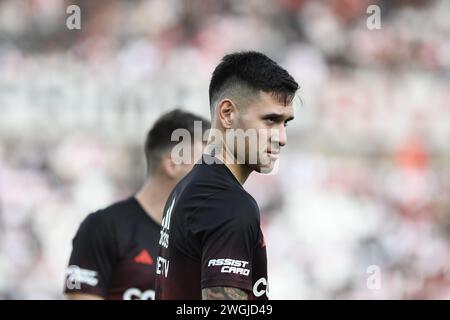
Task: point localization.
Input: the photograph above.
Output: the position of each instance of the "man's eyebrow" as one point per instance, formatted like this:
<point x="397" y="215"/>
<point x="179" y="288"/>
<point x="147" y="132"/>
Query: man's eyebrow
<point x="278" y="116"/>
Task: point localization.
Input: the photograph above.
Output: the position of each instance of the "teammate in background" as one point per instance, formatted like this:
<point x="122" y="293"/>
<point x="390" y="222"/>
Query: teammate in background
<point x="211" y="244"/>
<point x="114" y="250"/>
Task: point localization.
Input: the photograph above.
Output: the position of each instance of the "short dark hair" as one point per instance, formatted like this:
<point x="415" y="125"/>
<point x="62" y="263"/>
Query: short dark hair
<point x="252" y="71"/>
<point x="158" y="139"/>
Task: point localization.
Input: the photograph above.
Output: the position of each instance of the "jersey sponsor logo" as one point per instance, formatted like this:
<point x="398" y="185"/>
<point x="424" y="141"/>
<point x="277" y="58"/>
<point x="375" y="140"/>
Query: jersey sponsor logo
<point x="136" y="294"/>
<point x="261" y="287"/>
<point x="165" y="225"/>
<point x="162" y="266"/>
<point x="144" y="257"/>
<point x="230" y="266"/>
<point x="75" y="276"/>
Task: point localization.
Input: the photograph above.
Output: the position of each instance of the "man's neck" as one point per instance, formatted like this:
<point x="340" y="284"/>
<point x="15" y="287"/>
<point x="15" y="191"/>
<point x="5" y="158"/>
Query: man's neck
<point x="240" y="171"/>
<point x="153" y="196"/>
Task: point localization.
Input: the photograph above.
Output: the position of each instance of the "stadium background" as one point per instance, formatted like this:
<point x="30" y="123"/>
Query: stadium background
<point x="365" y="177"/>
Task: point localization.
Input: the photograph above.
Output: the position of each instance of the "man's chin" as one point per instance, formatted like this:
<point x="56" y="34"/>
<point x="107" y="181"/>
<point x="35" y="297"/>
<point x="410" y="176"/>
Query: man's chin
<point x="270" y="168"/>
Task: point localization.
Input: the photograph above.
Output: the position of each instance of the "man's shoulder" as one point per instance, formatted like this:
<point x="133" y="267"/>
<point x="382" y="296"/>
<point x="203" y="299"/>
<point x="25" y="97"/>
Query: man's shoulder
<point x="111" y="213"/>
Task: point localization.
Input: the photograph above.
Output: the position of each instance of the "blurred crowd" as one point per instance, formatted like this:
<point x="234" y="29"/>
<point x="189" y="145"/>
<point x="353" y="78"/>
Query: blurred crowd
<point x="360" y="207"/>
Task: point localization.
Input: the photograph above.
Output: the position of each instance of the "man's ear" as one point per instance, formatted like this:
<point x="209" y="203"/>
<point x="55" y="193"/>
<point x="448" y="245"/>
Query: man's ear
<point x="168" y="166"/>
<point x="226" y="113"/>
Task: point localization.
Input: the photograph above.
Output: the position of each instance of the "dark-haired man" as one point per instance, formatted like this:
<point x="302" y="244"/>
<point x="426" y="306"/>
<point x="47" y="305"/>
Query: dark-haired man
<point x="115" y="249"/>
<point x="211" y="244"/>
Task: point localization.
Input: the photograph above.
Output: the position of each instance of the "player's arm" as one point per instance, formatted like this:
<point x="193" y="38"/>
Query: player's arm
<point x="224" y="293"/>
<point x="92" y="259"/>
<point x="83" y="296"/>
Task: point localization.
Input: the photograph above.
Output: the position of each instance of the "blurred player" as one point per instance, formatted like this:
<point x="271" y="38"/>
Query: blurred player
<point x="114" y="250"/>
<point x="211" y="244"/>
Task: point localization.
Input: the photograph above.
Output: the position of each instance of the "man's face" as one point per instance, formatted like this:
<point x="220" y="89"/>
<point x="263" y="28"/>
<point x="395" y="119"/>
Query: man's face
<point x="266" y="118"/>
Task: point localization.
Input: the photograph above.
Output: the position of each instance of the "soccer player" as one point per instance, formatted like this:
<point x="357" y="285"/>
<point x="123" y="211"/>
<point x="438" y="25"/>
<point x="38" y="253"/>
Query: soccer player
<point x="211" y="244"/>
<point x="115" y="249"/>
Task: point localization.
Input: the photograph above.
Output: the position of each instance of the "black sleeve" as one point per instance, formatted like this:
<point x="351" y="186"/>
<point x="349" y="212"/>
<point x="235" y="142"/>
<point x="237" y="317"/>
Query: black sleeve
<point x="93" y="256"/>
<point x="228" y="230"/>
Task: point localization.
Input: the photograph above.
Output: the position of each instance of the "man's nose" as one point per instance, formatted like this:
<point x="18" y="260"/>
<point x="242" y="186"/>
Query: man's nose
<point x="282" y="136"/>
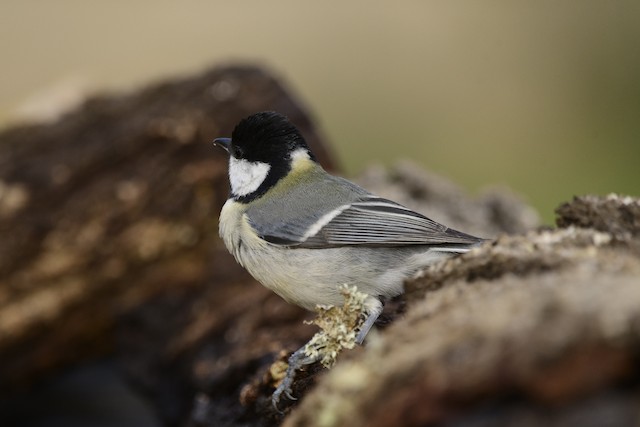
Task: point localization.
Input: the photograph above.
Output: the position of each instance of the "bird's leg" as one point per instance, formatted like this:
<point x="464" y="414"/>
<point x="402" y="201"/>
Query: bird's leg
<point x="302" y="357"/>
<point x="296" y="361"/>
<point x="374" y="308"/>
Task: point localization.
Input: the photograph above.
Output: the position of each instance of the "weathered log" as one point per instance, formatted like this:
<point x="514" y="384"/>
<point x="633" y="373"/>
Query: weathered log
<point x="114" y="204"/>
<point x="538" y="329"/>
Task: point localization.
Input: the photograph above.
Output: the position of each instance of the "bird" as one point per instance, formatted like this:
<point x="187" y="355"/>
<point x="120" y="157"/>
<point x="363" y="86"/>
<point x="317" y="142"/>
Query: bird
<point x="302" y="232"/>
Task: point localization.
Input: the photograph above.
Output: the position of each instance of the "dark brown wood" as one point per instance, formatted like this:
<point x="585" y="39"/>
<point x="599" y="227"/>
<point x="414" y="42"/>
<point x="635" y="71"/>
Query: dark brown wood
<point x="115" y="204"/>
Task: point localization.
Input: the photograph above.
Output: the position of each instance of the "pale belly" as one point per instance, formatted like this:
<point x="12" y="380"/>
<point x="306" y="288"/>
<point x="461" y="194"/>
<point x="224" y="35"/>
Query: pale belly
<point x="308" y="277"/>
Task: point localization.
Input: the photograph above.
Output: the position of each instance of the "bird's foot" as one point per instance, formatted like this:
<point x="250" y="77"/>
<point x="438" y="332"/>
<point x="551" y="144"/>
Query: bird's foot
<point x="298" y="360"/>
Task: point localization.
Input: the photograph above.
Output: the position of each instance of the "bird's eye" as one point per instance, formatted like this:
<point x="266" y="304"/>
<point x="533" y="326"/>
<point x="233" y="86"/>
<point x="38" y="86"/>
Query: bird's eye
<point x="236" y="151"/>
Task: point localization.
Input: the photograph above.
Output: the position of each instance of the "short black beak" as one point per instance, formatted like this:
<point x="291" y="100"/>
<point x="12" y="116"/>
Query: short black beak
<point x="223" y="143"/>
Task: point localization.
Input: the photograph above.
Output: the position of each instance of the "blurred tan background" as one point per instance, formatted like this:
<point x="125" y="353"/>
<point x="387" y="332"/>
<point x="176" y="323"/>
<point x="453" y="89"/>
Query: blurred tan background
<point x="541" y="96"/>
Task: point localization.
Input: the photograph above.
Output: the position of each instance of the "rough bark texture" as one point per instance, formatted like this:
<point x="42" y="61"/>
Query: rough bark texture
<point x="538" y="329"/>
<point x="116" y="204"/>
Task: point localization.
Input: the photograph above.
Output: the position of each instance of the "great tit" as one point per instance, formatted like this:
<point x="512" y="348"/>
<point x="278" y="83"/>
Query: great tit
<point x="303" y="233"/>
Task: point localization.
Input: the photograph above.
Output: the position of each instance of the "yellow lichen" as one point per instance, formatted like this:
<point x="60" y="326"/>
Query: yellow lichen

...

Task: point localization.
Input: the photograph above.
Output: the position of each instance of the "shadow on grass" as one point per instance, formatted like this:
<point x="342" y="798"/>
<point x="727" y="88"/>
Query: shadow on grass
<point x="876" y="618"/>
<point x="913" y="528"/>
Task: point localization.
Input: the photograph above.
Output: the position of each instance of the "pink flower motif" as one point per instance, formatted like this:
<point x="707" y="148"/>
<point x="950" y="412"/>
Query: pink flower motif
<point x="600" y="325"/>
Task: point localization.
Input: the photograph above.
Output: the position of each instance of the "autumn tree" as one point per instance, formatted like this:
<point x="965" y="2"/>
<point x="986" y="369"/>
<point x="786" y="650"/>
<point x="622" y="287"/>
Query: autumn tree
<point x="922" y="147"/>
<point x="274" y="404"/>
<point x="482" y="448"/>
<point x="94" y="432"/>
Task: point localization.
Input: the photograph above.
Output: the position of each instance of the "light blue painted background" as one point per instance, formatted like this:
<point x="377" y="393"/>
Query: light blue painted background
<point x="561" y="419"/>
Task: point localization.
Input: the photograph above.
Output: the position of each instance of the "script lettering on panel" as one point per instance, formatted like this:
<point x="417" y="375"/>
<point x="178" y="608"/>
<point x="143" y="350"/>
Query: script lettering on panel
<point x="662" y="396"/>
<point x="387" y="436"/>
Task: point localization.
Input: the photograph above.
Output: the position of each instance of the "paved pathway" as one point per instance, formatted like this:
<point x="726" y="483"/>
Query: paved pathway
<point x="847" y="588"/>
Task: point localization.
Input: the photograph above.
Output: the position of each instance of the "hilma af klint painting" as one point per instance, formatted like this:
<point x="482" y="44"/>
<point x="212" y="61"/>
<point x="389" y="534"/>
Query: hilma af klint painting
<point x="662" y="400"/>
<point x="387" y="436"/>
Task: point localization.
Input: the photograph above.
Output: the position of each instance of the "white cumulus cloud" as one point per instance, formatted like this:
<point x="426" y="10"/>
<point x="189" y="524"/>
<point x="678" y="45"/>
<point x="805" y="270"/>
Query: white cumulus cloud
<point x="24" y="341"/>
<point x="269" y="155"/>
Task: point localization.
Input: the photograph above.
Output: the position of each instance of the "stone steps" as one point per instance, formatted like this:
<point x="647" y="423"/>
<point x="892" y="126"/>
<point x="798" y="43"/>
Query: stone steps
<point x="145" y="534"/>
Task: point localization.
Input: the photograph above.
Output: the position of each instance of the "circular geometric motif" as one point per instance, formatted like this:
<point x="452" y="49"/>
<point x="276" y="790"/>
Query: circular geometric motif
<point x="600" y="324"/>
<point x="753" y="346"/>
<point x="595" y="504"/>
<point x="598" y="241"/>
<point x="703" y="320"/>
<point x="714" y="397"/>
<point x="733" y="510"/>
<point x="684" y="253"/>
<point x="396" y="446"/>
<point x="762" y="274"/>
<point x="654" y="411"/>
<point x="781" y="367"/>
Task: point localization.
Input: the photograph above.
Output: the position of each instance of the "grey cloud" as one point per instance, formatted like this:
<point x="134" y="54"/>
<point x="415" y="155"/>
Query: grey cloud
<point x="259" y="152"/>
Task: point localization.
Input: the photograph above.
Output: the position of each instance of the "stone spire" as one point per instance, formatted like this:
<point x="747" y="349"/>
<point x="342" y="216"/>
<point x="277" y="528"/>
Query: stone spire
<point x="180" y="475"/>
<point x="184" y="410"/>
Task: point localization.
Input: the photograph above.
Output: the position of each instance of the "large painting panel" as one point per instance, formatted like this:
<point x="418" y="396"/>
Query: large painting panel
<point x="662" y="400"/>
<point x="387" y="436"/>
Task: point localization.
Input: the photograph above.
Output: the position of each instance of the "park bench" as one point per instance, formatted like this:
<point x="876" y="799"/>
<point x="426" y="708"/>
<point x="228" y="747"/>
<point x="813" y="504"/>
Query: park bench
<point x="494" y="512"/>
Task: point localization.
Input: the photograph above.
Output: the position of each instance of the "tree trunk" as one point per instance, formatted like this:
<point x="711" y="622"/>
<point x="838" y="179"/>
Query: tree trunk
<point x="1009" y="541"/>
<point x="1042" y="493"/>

» **Goal of the exercise**
Each line of the material that contains the string "yellow" has to be copied out.

» **Exercise output**
Output: the position of each instance of the "yellow lichen" as one point per instance, formatted like this:
Query: yellow lichen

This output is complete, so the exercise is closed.